Gene regulatory networks and cell lineages that underlie the formation of skeletal muscle

Abstract

Skeletal muscle in vertebrates is formed by two major routes, as illustrated by the mouse embryo. Somites give rise to myogenic progenitors that form all of the muscles of the trunk and limbs. The behavior of these cells and their entry into the myogenic program is controlled by gene regulatory networks, where paired box gene 3 (Pax3) plays a predominant role. Head and some neck muscles do not derive from somites, but mainly form from mesoderm in the pharyngeal region. Entry into the myogenic program also depends on the myogenic determination factor (MyoD) family of genes, but Pax3 is not expressed in these myogenic progenitors, where different gene regulatory networks function, with T-box factor 1 (Tbx1) and paired-like homeodomain factor 2 (Pitx2) as key upstream genes. The regulatory genes that underlie the formation of these muscles are also important players in cardiogenesis, expressed in the second heart field, which is a major source of myocardium and of the pharyngeal arch mesoderm that gives rise to skeletal muscles. The demonstration that both types of striated muscle derive from common progenitors comes from clonal analyses that have established a lineage tree for parts of the myocardium and different head and neck muscles. Evolutionary conservation of the two routes to skeletal muscle in vertebrates extends to chordates, to trunk muscles in the cephlochordate Amphioxus and to muscles derived from cardiopharyngeal mesoderm in the urochordate Ciona, where a related gene regulatory network determines cardiac or skeletal muscle cell fates. In conclusion, Eric Davidson's visionary contribution to our understanding of gene regulatory networks and their evolution is acknowledged.

(WORK TO COMPLETE):
(1) Answer these questions from the abstract, each in a few words.
(a) Which gene plays a predominant role in the networks that control somite-derived myogenic progenitors?
(b) From what tissue do head and some neck muscles mainly form?
(c) In which urochordate does a related gene regulatory network determine cardiac or skeletal muscle cell fates?
(2) List every gene or gene family that the abstract names, with both its full name and its abbreviation.
(3) Decide whether each statement agrees with the abstract. Answer yes or no, and quote the words that decide it.
(a) Pax3 is expressed in the myogenic progenitors of head muscles.
(b) Progenitors from somites form all of the muscles of the trunk and limbs.
(c) The second heart field is a major source of myocardium.

(DATASET EXCERPTS):

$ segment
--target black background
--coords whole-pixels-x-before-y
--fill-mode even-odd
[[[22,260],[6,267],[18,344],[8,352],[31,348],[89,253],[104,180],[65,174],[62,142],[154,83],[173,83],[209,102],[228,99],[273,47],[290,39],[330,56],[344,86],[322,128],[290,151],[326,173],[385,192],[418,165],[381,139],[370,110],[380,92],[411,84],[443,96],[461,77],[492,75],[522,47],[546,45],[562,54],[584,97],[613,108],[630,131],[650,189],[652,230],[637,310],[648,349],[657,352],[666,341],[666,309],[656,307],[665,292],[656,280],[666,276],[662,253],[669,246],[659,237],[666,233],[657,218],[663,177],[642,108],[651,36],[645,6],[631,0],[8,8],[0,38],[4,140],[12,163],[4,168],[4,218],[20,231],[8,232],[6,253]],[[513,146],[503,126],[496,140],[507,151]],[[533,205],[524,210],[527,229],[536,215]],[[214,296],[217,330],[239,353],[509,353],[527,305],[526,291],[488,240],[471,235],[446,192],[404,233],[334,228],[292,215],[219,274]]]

(SOLUTIONS):
(1)
(a) Paired box gene 3 (Pax3)
(b) Mesoderm in the pharyngeal region
(c) Ciona

(2)
- Paired box gene 3 (Pax3)
- Myogenic determination factor (MyoD) family of genes
- T-box factor 1 (Tbx1)
- Paired-like homeodomain factor 2 (Pitx2)

(3)
(a) No: "Pax3 is not expressed in these myogenic progenitors"
(b) Yes: "Somites give rise to myogenic progenitors that form all of the muscles of the trunk and limbs."
(c) Yes: "the second heart field, which is a major source of myocardium"